_EXERCISE OBJECTIVE:_
The data below is to be output in full, unchanged.

START INPUT MATERIAL

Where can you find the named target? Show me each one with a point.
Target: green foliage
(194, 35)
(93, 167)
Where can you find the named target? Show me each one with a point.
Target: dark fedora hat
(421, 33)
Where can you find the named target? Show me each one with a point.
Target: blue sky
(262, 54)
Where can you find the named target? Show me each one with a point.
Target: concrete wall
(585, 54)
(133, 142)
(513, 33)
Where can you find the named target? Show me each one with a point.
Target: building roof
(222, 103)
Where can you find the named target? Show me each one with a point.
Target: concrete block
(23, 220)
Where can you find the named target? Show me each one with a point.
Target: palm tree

END INPUT MATERIAL

_RESPONSE:_
Where can you find the named target? Show me each one with a point.
Target: green foliage
(194, 35)
(93, 167)
Where can you find the named target? Show me each one with a point.
Target: dark fedora hat
(421, 33)
Where can you find the named target? Show me each one with a point.
Target: blue sky
(262, 54)
Where can you find the named target? Show me each one with a point.
Target: concrete wall
(585, 54)
(133, 142)
(513, 33)
Where can you find the named target? Show me each one with a point.
Target: building roof
(222, 103)
Where can you find the named target? Show me each one with a point.
Target: concrete block
(23, 220)
Where can you find the named target? Show me each one with a point.
Target: palm tree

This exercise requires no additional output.